**QUÉ HARÁS:**
1. Según el fragmento sobre Alberto Bayo, ¿en qué escuela enseñó durante su exilio en México?
2. Copia de forma literal la parte del fragmento sobre Alberto Bayo que empieza con las palabras que contienen "Alberto Bayo Giroud" y termina con "Juan José Arévalo.".
3. Por favor, prosigue el fragmento sobre Alberto Bayo desde el punto en que se detiene.

**FRAGMENTO PARA LEER:**
+ + + + +

Alberto Bayo Giroud (1892-1967), teniente coronel de aviación republicano español, nacido en Camagüey, Cuba, de padre ibero y madre cubana, formado profesionalmente en Estados Unidos y España, participante en la Guerra Civil que enfrentó al gobierno de la República con el bando nacionalista insurgente encabezado por el general Francisco Franco. Exiliado en México, donde enseñó en la Escuela de Aviación de Guadalajara y fungió como asesor militar contratado interviniendo en varios proyectos armados en Centroamérica y el Caribe. Incluyendo la fracasada expedición de Luperón de junio de 1949, organizada en Guatemala por el tenaz líder del exilio antitrujillista Juancito Rodríguez (Moca 19/11/1886-Barquisimeto 1960), bajo el alero protector del presidente Juan José Arévalo.

+ + + + +

Datos de localización de puntos:
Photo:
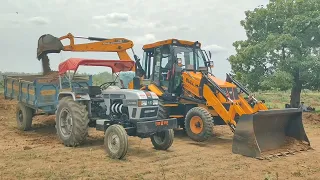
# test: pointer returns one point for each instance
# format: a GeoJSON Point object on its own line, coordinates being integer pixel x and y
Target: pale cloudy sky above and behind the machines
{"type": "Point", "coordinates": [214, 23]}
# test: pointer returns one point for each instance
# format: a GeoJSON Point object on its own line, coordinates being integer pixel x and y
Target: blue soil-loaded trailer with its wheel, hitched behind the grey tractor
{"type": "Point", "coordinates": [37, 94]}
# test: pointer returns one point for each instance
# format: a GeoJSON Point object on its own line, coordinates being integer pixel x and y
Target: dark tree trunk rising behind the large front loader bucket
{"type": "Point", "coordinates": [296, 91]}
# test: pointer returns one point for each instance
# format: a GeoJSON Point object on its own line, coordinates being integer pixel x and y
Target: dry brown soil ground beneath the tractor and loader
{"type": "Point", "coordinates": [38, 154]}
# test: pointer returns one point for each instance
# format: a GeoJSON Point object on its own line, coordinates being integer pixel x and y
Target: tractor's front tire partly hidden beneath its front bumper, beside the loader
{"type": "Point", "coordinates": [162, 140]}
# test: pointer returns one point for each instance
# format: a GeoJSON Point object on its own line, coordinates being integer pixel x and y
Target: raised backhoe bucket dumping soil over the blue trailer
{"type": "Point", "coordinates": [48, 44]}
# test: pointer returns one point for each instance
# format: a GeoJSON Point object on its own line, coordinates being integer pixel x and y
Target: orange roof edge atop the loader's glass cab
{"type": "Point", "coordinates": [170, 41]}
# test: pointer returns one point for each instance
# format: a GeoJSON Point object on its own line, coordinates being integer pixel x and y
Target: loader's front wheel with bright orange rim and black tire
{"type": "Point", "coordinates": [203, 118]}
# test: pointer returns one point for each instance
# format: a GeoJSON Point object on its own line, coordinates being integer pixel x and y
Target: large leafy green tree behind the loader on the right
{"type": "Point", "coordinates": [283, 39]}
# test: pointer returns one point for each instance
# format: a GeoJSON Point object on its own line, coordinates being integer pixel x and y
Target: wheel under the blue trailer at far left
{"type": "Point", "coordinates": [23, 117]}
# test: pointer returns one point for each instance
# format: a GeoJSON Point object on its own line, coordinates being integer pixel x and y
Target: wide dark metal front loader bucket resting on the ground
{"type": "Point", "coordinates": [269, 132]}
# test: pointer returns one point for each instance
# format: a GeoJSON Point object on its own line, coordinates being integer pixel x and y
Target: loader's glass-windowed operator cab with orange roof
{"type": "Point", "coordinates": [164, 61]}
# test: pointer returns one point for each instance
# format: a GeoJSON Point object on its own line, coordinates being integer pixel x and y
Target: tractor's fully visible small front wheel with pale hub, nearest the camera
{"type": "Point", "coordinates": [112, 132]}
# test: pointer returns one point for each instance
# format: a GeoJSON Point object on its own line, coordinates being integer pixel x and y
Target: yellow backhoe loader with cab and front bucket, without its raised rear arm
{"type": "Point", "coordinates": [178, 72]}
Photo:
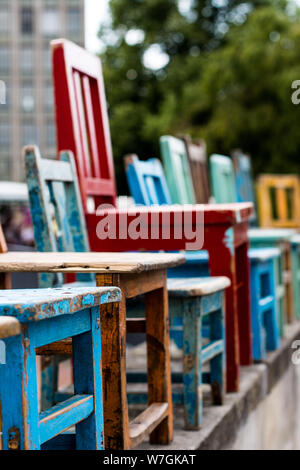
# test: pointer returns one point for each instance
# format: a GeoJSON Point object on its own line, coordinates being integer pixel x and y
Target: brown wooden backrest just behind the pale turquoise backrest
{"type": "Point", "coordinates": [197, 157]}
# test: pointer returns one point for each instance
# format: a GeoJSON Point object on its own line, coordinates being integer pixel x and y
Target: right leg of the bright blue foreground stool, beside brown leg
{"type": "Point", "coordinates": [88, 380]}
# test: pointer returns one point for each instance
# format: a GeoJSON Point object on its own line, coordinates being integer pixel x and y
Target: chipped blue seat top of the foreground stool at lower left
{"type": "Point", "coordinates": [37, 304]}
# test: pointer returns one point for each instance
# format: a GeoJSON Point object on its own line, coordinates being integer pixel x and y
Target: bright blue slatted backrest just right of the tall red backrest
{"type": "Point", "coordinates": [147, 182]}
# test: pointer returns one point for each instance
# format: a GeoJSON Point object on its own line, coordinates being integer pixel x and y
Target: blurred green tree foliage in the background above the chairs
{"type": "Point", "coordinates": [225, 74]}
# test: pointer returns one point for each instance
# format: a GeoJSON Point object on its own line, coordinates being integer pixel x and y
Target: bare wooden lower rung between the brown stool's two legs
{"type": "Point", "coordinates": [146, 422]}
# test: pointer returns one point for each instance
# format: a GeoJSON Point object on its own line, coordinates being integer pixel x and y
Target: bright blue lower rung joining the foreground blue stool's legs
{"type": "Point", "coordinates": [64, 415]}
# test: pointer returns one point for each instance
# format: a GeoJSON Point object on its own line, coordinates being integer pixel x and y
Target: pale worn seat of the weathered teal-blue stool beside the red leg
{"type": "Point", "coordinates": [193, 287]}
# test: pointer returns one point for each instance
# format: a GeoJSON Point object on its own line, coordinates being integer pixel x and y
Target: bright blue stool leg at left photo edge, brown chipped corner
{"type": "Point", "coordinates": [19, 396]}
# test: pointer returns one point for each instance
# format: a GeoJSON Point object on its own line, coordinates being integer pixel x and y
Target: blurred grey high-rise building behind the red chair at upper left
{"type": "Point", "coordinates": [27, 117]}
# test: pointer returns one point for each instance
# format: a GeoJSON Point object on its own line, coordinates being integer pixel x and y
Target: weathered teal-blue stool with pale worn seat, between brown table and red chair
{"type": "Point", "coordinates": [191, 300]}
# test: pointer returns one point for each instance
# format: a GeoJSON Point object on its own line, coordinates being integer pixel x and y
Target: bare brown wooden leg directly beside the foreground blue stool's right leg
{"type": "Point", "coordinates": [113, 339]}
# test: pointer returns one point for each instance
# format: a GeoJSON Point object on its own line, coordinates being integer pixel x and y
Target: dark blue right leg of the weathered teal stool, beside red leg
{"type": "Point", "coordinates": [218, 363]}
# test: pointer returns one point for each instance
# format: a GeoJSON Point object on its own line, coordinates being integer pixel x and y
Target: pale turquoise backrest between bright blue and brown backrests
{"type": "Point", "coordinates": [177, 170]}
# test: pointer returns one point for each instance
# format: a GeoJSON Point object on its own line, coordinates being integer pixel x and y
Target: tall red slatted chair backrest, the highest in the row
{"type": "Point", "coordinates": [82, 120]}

+ + + + +

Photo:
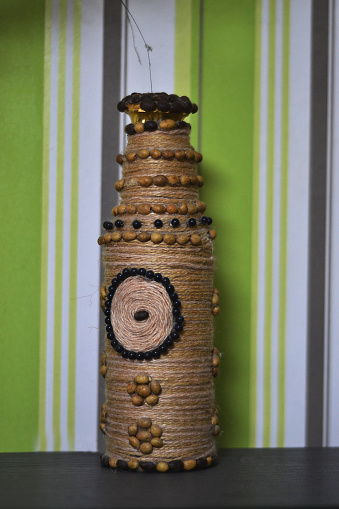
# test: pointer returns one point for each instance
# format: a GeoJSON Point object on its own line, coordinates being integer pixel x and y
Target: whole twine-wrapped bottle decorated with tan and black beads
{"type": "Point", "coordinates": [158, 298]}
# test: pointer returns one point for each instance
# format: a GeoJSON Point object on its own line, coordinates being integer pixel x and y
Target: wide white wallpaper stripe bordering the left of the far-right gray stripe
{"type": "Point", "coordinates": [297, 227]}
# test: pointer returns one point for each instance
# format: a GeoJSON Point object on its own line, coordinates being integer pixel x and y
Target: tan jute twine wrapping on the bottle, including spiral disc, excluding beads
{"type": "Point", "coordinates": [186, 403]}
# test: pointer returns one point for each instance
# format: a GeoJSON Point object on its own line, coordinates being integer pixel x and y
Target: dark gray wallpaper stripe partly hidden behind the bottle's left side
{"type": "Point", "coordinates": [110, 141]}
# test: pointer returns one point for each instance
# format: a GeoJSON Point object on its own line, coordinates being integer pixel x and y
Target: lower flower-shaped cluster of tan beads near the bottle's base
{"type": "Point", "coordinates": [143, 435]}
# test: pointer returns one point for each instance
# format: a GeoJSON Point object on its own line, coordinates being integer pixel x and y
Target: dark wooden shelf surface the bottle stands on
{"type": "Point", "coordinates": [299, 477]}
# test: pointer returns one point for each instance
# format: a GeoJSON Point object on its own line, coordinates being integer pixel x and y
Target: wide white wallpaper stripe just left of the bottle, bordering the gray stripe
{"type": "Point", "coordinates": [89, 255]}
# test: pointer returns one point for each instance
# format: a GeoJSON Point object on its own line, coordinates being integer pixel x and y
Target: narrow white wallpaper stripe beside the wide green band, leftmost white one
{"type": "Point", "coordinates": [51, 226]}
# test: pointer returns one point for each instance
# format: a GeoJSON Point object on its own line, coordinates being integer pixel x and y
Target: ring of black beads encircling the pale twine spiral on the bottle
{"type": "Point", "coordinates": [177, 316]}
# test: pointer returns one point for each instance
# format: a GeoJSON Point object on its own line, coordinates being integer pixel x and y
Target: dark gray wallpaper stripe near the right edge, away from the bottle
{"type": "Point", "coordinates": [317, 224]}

+ + + + +

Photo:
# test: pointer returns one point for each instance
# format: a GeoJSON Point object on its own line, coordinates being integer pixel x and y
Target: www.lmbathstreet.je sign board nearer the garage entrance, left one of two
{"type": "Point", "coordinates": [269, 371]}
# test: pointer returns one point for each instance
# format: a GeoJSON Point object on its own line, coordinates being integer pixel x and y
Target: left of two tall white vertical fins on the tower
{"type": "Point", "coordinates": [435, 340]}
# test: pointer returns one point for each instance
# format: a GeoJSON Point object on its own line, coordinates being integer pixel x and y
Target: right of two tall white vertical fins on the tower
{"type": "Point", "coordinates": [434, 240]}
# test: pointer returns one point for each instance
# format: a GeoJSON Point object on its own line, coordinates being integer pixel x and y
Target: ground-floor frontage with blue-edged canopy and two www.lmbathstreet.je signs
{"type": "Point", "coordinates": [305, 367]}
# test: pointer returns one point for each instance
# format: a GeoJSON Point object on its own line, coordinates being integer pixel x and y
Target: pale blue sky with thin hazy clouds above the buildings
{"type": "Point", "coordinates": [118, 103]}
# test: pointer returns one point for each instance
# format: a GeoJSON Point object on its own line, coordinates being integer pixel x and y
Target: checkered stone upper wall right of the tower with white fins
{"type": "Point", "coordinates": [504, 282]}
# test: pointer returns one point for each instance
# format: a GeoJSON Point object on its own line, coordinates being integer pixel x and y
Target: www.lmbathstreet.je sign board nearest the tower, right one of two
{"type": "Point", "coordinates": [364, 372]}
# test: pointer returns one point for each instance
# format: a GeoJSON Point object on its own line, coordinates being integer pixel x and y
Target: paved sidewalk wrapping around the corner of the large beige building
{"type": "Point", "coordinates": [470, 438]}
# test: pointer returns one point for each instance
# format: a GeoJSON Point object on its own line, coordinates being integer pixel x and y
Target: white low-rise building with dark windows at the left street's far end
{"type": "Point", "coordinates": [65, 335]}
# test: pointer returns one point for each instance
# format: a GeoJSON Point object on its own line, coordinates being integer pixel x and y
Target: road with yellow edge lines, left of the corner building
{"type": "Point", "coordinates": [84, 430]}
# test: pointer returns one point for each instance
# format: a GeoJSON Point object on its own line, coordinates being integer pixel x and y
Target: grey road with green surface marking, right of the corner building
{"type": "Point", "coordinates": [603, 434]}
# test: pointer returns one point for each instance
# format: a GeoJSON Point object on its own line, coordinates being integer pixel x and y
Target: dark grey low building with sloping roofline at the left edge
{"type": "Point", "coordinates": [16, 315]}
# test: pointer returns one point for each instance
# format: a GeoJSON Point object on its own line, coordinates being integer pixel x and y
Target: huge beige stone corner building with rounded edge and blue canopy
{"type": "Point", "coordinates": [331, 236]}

+ + + + +

**RESPUESTAS POR NÚMERO:**
1. En la Escuela de Aviación de Guadalajara.

2.
Alberto Bayo Giroud (1892-1967), teniente coronel de aviación republicano español, nacido en Camagüey, Cuba, de padre ibero y madre cubana, formado profesionalmente en Estados Unidos y España, participante en la Guerra Civil que enfrentó al gobierno de la República con el bando nacionalista insurgente encabezado por el general Francisco Franco. Exiliado en México, donde enseñó en la Escuela de Aviación de Guadalajara y fungió como asesor militar contratado interviniendo en varios proyectos armados en Centroamérica y el Caribe. Incluyendo la fracasada expedición de Luperón de junio de 1949, organizada en Guatemala por el tenaz líder del exilio antitrujillista Juancito Rodríguez (Moca 19/11/1886-Barquisimeto 1960), bajo el alero protector del presidente Juan José Arévalo.

3.
Bayo fue entrenador principal de Fidel Castro, el Che Guevara y sus compañeros en la estancia Santa Rosa, en Ayotzingo, zona montañosa ubicada a unos 47 kilómetros de Ciudad México. Quienes, radicados entonces desde julio de 1955 como exiliados, se embarcarían en el yate Granma desde México, tocando playa en Cuba el 2 de diciembre de 1956. Tras el triunfo de la revolución castrista, Bayo fue reconocido como un héroe, ascendido al rango de general por su contribución militar. Aparte de sus proezas en el plano de las armas que él mismo se encargó de ensalzar, fue profesor de matemáticas e idiomas, así como escritor prolijo de textos históricos, sobre estrategia militar y guerrilla, e inspirado poeta.
En su obra Tempestad en el Caribe (1950), Alberto Bayo Giroud la emprende ácidamente contra el gallardo general Juancito Rodríguez, dínamo auspiciador de las expediciones de Cayo Confites y Luperón, en las que puso no sólo el pellejo en juego sino los recursos de su fortuna personal. A quien el militar hispano cubano define en los siguientes términos en el capítulo tercero del libro, dedicado a evaluar el proyecto de Luperón (“Lucha contra Trujillo. Santo Domingo”): “Don Juan Rodríguez era muy cerrado en sus opiniones, jamás comunicaba a nadie su pensamiento, ni admitía consejos de nadie”.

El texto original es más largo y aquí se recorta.